Written task ->
Can you copy out the data exactly? Leave the images out.

Raw data ->

* * *

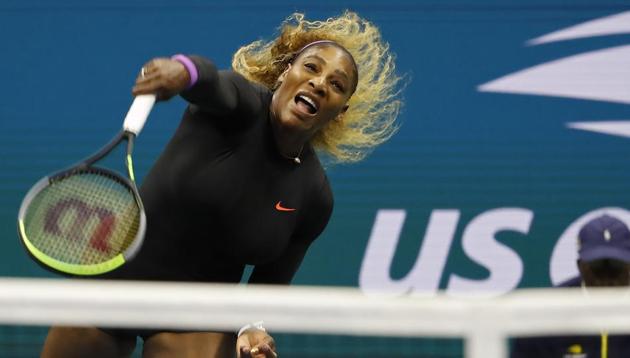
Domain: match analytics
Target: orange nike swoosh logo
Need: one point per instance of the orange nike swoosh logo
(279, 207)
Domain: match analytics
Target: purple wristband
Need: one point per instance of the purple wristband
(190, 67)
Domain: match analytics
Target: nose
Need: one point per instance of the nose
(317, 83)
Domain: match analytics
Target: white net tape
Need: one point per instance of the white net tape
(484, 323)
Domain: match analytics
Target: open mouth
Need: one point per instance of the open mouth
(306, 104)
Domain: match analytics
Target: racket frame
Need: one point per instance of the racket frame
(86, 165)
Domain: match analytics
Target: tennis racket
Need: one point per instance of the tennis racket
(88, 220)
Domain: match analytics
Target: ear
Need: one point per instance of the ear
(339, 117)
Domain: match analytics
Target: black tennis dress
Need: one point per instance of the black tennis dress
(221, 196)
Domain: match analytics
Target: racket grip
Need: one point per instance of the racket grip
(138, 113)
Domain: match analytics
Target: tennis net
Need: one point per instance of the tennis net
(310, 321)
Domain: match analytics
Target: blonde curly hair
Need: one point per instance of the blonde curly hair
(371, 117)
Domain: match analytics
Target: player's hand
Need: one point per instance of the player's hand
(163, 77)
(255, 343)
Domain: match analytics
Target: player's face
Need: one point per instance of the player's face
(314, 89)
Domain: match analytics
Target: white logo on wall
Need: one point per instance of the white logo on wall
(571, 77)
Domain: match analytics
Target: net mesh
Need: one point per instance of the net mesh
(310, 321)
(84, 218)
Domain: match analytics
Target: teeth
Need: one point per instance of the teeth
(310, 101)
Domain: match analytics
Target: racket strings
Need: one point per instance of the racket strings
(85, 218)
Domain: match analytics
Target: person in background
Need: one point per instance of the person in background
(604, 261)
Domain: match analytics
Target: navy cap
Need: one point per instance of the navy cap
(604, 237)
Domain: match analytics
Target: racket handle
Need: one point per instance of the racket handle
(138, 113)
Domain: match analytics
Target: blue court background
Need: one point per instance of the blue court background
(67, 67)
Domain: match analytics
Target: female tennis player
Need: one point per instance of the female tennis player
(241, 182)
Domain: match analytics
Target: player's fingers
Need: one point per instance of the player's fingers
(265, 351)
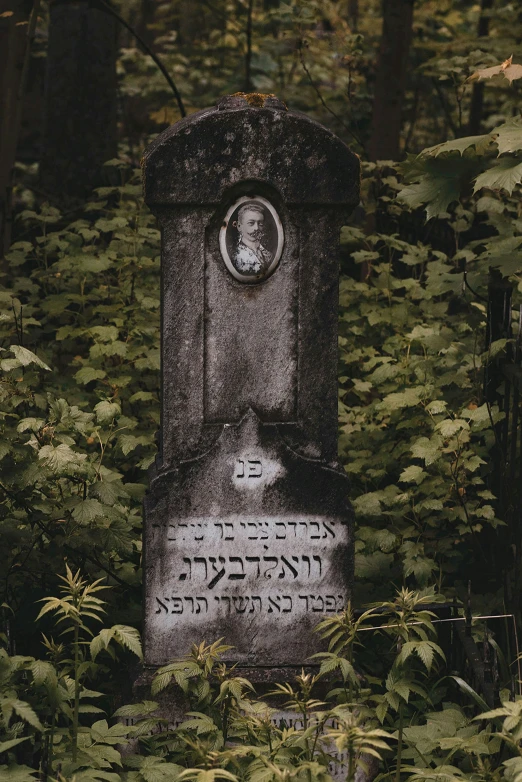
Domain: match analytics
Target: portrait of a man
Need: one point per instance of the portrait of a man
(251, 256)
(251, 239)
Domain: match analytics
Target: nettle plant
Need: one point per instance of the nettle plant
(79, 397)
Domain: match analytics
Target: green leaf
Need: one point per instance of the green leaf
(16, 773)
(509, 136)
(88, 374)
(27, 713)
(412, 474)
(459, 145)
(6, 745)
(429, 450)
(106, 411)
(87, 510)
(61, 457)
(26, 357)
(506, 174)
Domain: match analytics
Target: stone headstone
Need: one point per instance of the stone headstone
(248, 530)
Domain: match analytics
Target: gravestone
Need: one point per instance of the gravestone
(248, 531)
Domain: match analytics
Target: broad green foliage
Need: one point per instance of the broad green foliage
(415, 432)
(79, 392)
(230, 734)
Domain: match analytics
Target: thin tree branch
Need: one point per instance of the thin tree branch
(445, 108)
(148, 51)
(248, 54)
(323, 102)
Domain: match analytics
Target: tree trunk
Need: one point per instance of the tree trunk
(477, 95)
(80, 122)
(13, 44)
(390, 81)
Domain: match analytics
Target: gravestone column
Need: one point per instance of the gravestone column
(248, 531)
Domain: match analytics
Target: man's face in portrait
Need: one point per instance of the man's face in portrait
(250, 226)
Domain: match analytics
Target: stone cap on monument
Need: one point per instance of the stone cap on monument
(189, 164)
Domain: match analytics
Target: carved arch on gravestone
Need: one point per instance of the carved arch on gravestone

* * *

Task output ->
Domain: match analytics
Target: orange nike swoosh logo
Need: one point per instance of the orange nike swoosh logo
(279, 207)
Domain: match analytics
Target: purple wristband
Need: one point per instance of the purple wristband
(190, 67)
Domain: match analytics
Target: nose
Need: one point per instance of the nose
(317, 83)
Domain: match analytics
Target: white net tape
Need: one point per instance of the white net tape
(484, 323)
Domain: match analytics
Target: open mouth
Need: one point per instance of the open mouth
(306, 104)
Domain: match analytics
Target: racket frame
Need: one point per instance of the racket frame
(86, 165)
Domain: match analytics
Target: tennis racket
Need: one point per instance of the tennis racket
(88, 220)
Domain: match analytics
Target: ear
Need: one point per instance of the ear
(339, 117)
Domain: match analytics
Target: black tennis dress
Need: one point per instance of the black tennis dress
(221, 196)
Domain: match analytics
Target: racket grip
Need: one point per instance of the racket grip
(138, 113)
Domain: match analytics
Target: tennis net
Need: one point per instance of the tennis net
(310, 321)
Domain: match analytics
Target: blonde curly hair
Need: one point per instance of the blonde curly hair
(371, 117)
Domain: match analytics
Target: player's hand
Need: one point per instance of the player's hand
(163, 77)
(255, 343)
Domain: match analytics
Target: player's face
Need: one point per instance of the player's face
(314, 89)
Domain: match analytics
Target: white logo on wall
Need: one point per instance of the white logo on wall
(571, 77)
Domain: match analytics
Target: net mesh
Need: one point per instance of the net mesh
(310, 321)
(84, 218)
Domain: match analytics
Target: teeth
Need: one point per instance of the teeth
(310, 101)
Domain: match analytics
Target: racket strings
Need: one point per instance of the racket strings
(85, 218)
Domain: match analytics
Target: person in background
Need: one point per instance of the person in background
(604, 261)
Domain: match analytics
Target: navy cap
Need: one point per instance of the navy cap
(604, 237)
Domain: match analytics
Target: racket handle
Need: one point per instance of the racket handle
(138, 113)
Domain: match analytics
Target: blue court background
Need: one point per instance of the blue court background
(67, 67)
Domain: match analytics
Target: female tennis player
Need: one point per instance of the female tennis player
(241, 182)
Domain: match analytics
Target: player's fingers
Need: one point per instance of the player's fingers
(265, 351)
Domain: match analytics
Target: portrait of a man
Need: one point per instance of the portrait of a man
(251, 256)
(251, 239)
Domain: match analytics
Target: nettle plant
Need: one point per instance of the nettle plant
(79, 397)
Domain: match analytics
Target: green leaf
Need: one point per instance of the green leaf
(16, 773)
(509, 136)
(88, 374)
(27, 713)
(412, 474)
(459, 145)
(6, 745)
(429, 450)
(106, 411)
(87, 510)
(61, 457)
(26, 357)
(506, 174)
Domain: match analytics
Target: stone headstone
Need: one point per instance of the stone headstone
(248, 530)
Domain: match analytics
Target: gravestone
Need: one point per instance of the gravestone
(248, 531)
Domain: match analytics
Target: broad green foliage
Need: one point per instance of the broad green foliage
(415, 432)
(79, 392)
(230, 734)
Domain: match analytics
Target: thin tree branch
Need: one point per instance of the thin tree branch
(445, 108)
(148, 51)
(248, 54)
(323, 102)
Domain: match analytics
Target: tree trunk
Need: one point per instance of the tree trunk
(477, 95)
(80, 122)
(13, 44)
(390, 81)
Domain: match analytics
Target: gravestone column
Need: one point per instance of the gravestone column
(248, 531)
Domain: match analytics
Target: man's face in portrait
Need: one point per instance of the man's face in portrait
(250, 226)
Domain: match analytics
Target: stone cap on monument
Need: one point per instance of the stone cap on monument
(189, 164)
Domain: match analytics
Target: carved arch on gravestone
Need: one point per instance of the carved arch on gravestone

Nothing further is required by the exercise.